Short task 1 —
In the rows below, list every line that contains the word "grey".

Source text —
******

Even Faster Unnest
Ying Su, Masha Basmanova, Orri Erling
Unnest is a common operation in Facebook’s daily Presto workload. It converts an ARRAY
, MAP
, or ROW
into a flat relation. Its original implementation used deep copy all the time and was very inefficient. In Unnest Operator Performance Enhancement with Dictionary Blocks, the author improved the Unnest operator by up to 10x in CPU and elapsed times by using DictionaryBlock
when possible. We went one step further and improved it for another 5-10x.
In this post, we will refer to the PrestoSQL implementation as "baseline". The JMH Benchmark results for different cases are shown below ("before" is the baseline implementation, and "after" is our new implementation):
The optimized Unnest implementation is available in Presto 0.235 and onward and is enabled by default. The JMH benchmark was also expanded to have better coverage and can be found in BenchmarkUnnestOperator.java.
In Facebook's production workload, we observed over a 6x CPU reduction on this operator. The following chart shows the pairwise comparison for all unnest operators in one of our test runs. Every dot below the diagonal is a win. About 25% of operators show over a 5x CPU reduction, and some of them have even over a 20x reduction.
The histogram of the after vs. before CPU ratio shows most operators has a ratio less than 1, meaning most of them were more efficient.
The following chart shows the operator's CPU percentage was reduced from about 2% to 0.1% out of all operators after the roll-out happened on May 28. The amount of CPU, though small, still matters at Facebook's scale.
What is the Unnest Operator?
When users have data structured as ARRAY
, MAP
, or ROW
they sometimes need to flatten them so that the nested structure can be regarded as top level citizen and sent to downstream operators for easier arithmetic or aggregation processing. An example query is as follows:
SELECT
zoo, animal
FROM (
VALUES
('OaklandZoo', ARRAY['dog', 'cat', 'tiger']),
('SanFranciscoZoo', ARRAY['dog', 'cat'])
) AS x (zoo, animals)
CROSS JOIN UNNEST(animals) AS t (animal);
In this example, the zoo
column, which is a VARCHAR
column, is being replicated for the same row and thus being called the "replicated column"; and the animals
column, which is an ARRAY(VARCHAR)
column, is unnested into a VARCHAR
column, named as animal
and is a "unnest column":
| zoo | animal |
| ----------------| ------ |
| OaklandZoo | dog |
| OaklandZoo | cat |
| OaklandZoo | tiger |
| SanFranciscoZoo | dog |
| SanFranciscoZoo | cat |
In Presto relational data is represented as a series of Page
s internally. Page
s are composed of Block
s, one for each column. For replicated columns, the Unnest operator needs to create new Block
s from the original Block
s with the data being replicated within each original row. The baseline implementation achieved this by creating a DictionaryBlock
on top of the original Block
, and thus avoided expensive deep copies. The same thing was done for the unnest columns if there is no need to insert nulls, where DictionaryBlocks
were created, and the array offsets were translated to indices of the underlying block.

******

Short task 2 —
According to the Unnest article above, starting with which Presto version is the optimized Unnest implementation available?

******

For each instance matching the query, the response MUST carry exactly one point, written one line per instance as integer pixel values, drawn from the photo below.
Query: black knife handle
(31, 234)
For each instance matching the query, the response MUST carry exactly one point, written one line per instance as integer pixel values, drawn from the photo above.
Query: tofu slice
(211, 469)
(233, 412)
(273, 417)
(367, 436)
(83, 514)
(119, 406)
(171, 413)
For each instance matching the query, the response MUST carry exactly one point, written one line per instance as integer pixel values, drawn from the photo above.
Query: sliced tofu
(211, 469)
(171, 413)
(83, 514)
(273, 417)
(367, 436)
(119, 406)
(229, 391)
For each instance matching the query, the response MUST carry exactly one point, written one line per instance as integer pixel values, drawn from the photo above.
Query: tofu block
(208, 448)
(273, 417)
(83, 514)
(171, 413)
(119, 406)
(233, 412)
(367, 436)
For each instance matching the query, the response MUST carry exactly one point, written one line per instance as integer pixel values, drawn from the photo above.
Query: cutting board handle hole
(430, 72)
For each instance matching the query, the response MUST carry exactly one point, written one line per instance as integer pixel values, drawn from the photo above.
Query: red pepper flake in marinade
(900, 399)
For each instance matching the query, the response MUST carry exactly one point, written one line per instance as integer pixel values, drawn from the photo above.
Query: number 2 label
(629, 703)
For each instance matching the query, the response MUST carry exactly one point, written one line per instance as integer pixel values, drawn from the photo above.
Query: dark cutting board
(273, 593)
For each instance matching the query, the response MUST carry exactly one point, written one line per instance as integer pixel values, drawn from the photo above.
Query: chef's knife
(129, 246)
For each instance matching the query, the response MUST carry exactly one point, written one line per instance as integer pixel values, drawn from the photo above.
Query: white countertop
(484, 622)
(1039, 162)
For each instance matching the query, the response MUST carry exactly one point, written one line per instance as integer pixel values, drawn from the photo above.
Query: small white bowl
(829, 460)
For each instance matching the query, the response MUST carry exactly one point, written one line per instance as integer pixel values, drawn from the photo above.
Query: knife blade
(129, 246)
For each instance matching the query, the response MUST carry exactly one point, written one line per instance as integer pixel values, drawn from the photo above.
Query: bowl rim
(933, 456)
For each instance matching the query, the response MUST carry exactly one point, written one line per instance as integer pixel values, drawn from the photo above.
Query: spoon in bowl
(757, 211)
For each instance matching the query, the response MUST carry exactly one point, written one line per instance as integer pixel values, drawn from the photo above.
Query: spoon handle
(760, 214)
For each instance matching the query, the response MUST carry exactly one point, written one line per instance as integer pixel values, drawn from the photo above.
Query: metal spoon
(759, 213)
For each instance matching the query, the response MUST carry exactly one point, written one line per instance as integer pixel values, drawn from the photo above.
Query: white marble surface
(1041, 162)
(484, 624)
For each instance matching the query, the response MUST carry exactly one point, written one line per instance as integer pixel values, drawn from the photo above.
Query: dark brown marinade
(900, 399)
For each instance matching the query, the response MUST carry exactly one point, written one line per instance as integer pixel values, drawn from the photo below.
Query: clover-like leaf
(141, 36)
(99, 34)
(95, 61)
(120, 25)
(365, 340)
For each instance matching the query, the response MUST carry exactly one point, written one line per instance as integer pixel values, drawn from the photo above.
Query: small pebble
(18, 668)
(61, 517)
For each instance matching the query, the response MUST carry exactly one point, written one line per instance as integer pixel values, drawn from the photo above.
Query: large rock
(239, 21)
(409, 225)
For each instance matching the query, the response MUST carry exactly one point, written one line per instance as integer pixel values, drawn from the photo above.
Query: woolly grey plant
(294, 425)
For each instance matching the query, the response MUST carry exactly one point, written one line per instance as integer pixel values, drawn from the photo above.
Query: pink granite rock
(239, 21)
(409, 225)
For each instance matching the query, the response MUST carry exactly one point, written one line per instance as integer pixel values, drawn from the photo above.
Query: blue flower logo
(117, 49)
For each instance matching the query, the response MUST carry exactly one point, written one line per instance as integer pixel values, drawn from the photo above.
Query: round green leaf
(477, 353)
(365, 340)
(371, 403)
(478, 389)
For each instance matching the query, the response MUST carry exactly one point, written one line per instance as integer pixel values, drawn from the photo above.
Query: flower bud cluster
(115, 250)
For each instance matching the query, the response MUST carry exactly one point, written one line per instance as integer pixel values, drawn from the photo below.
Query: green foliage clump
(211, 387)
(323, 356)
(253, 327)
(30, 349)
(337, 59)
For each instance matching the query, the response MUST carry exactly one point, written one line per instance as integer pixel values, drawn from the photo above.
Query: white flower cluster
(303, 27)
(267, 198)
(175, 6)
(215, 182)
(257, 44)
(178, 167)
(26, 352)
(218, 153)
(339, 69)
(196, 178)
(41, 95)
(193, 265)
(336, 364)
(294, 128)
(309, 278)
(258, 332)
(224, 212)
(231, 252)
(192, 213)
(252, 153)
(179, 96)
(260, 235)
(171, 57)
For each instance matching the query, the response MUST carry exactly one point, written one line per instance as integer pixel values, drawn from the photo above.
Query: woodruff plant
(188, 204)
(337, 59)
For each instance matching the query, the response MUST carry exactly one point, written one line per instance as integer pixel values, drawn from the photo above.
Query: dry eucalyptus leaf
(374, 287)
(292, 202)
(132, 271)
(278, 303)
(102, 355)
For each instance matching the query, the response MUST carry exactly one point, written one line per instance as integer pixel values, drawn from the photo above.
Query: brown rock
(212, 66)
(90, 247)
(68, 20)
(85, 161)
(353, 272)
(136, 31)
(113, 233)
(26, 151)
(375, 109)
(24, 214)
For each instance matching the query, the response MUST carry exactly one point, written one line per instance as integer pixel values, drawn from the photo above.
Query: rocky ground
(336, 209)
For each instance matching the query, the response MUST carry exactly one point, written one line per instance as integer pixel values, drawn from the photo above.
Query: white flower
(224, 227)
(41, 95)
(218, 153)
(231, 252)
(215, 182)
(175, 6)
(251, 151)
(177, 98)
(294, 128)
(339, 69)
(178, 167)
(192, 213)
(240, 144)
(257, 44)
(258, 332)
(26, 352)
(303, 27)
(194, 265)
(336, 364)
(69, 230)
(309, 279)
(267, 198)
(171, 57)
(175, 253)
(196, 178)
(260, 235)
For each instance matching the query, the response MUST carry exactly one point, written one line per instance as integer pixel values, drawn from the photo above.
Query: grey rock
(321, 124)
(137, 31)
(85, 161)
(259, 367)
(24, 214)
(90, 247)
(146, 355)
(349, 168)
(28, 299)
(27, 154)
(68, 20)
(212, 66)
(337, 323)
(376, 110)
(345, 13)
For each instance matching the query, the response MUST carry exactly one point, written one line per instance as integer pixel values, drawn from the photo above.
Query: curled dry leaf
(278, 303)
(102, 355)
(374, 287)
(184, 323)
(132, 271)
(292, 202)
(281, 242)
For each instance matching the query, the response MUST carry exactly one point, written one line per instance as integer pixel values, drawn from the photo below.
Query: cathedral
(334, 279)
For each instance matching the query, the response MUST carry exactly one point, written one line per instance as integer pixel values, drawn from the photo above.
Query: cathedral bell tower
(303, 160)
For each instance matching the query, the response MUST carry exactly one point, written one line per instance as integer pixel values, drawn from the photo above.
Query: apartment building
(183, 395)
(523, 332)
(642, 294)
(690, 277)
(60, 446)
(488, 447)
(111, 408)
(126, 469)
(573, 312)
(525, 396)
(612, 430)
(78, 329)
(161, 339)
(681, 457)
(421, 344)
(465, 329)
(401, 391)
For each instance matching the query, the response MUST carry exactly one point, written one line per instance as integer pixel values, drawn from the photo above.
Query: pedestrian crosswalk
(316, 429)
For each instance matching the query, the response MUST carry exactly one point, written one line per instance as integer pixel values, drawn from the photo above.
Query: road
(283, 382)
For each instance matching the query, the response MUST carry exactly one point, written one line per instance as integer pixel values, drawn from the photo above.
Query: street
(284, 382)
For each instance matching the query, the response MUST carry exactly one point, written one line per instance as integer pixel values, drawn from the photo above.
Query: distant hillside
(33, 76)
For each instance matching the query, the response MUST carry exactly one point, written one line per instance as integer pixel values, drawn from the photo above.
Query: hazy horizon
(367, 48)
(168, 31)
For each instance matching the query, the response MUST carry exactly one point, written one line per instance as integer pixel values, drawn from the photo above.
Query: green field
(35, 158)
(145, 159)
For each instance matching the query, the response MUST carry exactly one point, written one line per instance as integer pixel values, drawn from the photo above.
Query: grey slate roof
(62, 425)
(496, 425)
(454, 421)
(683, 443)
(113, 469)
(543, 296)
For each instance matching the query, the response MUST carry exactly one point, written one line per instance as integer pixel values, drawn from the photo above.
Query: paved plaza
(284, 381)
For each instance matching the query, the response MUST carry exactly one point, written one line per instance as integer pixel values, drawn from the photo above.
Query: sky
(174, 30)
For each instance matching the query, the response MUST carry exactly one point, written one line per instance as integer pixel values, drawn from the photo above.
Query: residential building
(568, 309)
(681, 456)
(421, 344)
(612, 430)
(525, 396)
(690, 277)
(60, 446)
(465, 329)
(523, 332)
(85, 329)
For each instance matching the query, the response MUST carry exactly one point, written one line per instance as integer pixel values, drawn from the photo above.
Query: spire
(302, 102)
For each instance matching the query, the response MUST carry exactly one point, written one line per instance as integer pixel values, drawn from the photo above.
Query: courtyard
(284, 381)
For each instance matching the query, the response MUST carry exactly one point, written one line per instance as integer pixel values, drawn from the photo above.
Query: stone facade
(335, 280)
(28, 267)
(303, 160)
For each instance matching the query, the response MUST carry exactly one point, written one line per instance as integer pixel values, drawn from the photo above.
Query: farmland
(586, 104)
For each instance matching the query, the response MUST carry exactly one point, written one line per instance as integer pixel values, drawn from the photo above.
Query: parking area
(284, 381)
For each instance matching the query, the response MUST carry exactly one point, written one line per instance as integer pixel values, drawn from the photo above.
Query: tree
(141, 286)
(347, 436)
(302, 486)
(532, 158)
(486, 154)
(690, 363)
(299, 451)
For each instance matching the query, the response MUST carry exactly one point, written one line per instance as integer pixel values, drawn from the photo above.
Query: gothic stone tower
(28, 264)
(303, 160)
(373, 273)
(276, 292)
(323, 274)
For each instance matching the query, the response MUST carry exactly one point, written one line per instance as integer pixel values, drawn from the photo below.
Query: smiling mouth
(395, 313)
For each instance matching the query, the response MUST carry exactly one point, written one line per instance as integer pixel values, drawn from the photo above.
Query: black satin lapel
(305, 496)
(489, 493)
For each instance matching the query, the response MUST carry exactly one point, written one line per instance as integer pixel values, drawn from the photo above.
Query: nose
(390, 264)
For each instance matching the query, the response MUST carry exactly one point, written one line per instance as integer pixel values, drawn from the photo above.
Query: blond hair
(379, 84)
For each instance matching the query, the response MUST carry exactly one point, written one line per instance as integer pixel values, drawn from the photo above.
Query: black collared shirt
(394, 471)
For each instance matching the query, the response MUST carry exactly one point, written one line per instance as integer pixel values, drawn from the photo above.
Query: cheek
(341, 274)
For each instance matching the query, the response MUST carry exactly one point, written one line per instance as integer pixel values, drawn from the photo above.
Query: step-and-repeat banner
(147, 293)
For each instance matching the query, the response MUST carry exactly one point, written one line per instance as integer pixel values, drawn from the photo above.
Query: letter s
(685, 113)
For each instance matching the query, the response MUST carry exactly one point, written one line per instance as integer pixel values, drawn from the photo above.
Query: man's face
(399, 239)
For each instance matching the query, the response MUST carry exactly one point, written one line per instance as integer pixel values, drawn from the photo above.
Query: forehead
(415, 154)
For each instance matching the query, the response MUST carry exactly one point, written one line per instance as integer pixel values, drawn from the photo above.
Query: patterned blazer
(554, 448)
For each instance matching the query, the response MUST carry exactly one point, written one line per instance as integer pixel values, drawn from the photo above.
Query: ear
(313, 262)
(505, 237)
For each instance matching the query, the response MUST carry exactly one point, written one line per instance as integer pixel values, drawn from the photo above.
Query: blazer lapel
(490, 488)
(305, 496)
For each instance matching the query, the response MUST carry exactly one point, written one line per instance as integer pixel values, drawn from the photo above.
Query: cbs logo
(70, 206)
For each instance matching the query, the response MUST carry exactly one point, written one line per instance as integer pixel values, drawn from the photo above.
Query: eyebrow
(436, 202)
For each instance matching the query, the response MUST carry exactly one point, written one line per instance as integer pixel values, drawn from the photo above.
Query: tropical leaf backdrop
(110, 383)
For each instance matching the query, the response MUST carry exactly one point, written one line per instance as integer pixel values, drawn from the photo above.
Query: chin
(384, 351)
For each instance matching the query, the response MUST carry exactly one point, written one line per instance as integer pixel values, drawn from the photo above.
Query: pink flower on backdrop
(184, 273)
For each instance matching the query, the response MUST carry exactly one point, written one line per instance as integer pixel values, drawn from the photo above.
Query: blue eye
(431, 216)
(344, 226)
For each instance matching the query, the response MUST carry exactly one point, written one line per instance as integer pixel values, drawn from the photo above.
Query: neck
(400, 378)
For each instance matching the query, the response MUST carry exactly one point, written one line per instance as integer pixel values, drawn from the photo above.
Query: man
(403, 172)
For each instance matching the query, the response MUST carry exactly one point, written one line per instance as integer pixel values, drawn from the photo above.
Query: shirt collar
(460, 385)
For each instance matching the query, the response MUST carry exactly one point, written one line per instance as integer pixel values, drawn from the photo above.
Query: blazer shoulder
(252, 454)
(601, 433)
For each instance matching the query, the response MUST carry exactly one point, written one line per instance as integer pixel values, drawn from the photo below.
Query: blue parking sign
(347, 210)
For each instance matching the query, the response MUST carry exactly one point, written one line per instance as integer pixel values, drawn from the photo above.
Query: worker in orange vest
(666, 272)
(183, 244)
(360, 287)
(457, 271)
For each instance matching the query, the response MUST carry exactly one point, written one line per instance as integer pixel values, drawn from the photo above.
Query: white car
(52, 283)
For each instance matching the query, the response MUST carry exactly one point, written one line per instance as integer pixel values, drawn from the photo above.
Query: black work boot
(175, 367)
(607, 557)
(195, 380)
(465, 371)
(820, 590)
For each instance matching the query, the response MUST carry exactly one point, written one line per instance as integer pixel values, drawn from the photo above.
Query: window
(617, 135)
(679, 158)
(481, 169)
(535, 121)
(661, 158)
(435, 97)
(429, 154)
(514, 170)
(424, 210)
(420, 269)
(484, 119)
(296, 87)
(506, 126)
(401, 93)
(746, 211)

******

Final result 1 —
Query: woolly grey plant
Query: grey rock
Query: grey slate roof

Final result 2 —
Presto 0.235, where it is enabled by default.